TEXT SHOWN:
☆ ☆ ☆ ☆ ☆ ☆ ☆
But the transformation takes awhile. It’s a process. So, for awhile, there’s a chance to save the little mermaid from this terrible destiny. In the early stages, while she is tail-less and mute, she places her hope in someone, anyone, to take action to save her.


Seeing this horrible fate come upon their sister, the little mermaid’s faithful sisters do not disappoint. They become enraged. They swear vengeance. They negotiate a deal with a sea hag. 


She demands their mermaid hair in exchange for a poisoned, cursed dagger that can only be used while the human prince sleeps. His blood must be collected and washed over the little mermaid’s feet which will cause her tail to grow back. The sisters return with the blade and tell their sister what must be done. 


With the dagger in hand, the little mermaid stands over the unsuspecting prince who jilted her while he sleeps. She struggles silently with her conscience. Much time passes. In the end, the little mermaid can’t go through with it. But is she still destined to become lonely sea foam? Not so fast.
☆ ☆ ☆ ☆ ☆ ☆ ☆
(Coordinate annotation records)
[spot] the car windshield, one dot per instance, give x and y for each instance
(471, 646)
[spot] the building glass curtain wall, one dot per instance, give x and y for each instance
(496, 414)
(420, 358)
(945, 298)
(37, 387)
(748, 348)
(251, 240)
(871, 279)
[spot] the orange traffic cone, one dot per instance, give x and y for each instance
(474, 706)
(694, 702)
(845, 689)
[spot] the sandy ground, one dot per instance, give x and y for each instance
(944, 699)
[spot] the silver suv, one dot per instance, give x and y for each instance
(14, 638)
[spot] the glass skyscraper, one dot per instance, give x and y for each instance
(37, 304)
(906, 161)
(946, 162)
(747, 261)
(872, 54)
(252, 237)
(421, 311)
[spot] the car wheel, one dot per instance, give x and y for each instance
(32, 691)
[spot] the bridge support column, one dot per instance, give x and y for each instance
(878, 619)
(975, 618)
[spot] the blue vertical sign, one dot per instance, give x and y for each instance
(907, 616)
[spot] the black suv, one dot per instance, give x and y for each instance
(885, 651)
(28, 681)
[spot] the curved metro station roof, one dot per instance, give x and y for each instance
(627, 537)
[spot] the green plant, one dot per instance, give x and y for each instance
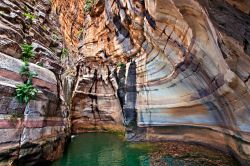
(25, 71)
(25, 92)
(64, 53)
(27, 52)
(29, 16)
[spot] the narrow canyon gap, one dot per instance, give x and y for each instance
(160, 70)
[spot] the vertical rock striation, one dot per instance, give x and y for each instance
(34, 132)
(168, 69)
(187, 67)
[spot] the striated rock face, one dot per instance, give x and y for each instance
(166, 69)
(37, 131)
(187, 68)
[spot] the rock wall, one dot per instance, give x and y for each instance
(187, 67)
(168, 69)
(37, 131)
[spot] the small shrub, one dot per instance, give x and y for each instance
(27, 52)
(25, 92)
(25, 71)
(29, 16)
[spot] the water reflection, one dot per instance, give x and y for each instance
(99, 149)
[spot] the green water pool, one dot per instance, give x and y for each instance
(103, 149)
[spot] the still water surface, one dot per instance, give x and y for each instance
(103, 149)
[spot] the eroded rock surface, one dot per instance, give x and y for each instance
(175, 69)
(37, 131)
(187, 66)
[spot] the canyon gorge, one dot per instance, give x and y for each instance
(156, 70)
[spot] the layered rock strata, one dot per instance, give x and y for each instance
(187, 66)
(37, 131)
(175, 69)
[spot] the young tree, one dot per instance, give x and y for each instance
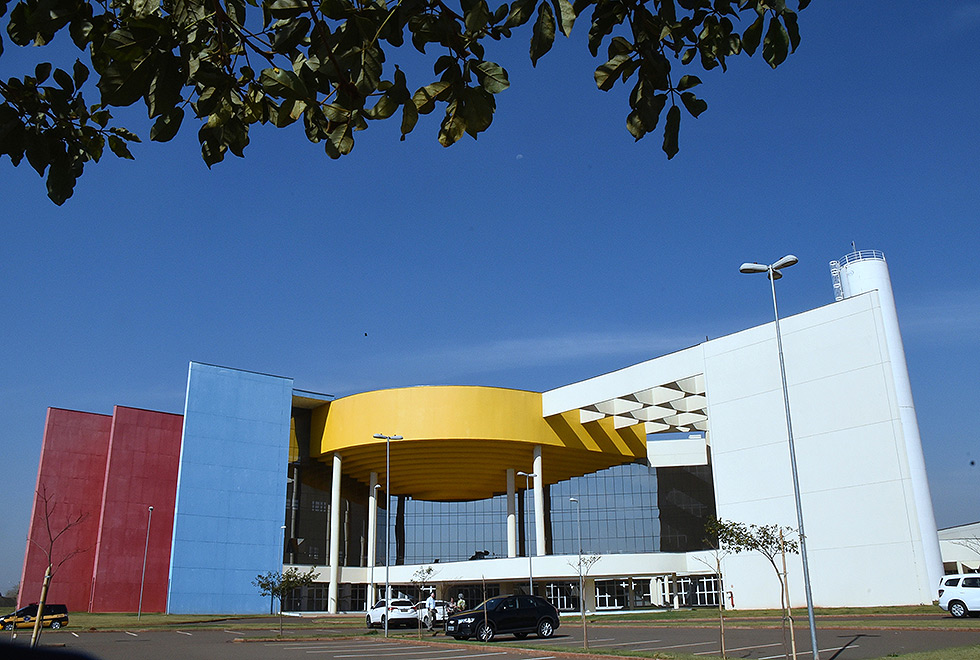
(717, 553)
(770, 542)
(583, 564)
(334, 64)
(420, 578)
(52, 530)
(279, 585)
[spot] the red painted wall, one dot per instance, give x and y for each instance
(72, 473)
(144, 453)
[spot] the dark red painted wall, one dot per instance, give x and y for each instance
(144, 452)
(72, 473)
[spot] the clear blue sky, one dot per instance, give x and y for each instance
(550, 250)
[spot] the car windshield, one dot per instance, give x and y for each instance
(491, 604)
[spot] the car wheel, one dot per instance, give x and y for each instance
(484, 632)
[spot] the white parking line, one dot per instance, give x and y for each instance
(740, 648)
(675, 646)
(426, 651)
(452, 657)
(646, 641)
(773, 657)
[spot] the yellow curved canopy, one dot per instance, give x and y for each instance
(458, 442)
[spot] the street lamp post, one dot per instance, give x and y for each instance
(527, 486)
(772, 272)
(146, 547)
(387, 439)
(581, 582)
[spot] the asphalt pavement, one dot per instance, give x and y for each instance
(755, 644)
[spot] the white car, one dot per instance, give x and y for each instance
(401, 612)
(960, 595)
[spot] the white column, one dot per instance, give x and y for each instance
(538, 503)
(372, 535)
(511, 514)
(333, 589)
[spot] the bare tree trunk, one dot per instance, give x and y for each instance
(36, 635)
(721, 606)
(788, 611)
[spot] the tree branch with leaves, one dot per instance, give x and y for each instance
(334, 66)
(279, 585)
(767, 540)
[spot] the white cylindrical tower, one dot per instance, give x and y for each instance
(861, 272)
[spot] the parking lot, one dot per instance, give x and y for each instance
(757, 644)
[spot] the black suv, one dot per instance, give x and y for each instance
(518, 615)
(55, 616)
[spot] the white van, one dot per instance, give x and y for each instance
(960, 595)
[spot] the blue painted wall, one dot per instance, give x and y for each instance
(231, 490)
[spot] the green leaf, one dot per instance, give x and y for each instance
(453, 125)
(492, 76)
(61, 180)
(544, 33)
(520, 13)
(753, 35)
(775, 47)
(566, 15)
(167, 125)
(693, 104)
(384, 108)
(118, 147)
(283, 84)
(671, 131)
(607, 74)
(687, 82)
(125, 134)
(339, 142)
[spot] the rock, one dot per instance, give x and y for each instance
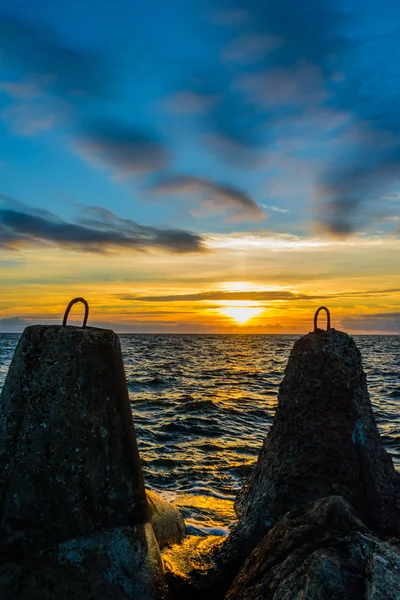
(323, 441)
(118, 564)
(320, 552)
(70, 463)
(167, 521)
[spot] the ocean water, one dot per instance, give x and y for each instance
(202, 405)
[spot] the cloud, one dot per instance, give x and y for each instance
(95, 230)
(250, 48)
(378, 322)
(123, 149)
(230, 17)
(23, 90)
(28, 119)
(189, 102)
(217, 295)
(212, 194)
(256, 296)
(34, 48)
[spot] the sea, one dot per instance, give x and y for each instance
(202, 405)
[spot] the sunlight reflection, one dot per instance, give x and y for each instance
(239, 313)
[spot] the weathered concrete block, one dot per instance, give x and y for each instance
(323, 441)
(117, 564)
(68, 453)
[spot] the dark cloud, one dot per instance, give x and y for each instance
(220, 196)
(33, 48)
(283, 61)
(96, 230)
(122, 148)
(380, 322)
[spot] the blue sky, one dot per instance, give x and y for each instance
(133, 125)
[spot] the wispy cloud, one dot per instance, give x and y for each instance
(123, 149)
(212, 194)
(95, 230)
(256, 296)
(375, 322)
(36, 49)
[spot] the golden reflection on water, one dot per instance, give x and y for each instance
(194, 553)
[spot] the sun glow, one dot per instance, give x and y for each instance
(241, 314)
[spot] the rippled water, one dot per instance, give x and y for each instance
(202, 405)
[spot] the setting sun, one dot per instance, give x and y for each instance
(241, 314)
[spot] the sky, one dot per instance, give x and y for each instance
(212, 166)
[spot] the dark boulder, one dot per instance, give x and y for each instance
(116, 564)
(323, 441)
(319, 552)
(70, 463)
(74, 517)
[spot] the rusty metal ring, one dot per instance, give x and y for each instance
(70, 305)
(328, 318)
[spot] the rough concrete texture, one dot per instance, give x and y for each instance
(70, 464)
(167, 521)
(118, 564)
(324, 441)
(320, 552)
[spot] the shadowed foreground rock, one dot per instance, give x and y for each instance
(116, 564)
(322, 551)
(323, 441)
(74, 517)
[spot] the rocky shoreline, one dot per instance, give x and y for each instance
☆ ☆ ☆ ☆ ☆ ☆ ☆
DIRECTIVE 1: In the little mermaid passage, what does the sea hag demand from the sisters in exchange for the dagger?
DIRECTIVE 2: Continue the little mermaid passage from the point where it stops.

TASK OUTPUT 1: Their mermaid hair.

TASK OUTPUT 2:
It seems that there are still heavenly rewards for soul-less mer-folk who opt out of murder. Angels suddenly appear and give her an option. Instead of becoming meaningless sea foam, she can remain human. It will just cost her a few centuries of good deeds. Then, she will have earned an immortal soul.


Now, that doesn’t seem like too mean of a mermaid, does it. Well, on the flip side, there are tales of much meaner sirens of the sea.


Like Japan’s sea-vampiress Nure Onna who’s mer-body resembles a sea snake more than a fish. She also has fangs amid the human teeth in her lovely smile. She likes to sit on the shore pretending to hold a baby as she cries in distress. What sympathetic human wouldn’t offer assistance? 


She asks them to hold her baby which becomes a weight pinning them down so she can drain their blood at her leisure. And if death by exsanguination isn’t bad enough, if you happen to have long hair she might just strangle you with it. Bad, bad mermaid.

And don’t forget about mer-men. Those are some bad boys, too. The Scots tell of the Blue Men who make friends with sailors. When ships get close enough to recognize the un-natural blue skin, it’s too late. The Blue Men attack, drag the sailors into the water and eat them. Great Scott! Cannibal Mer-men! Who knew?!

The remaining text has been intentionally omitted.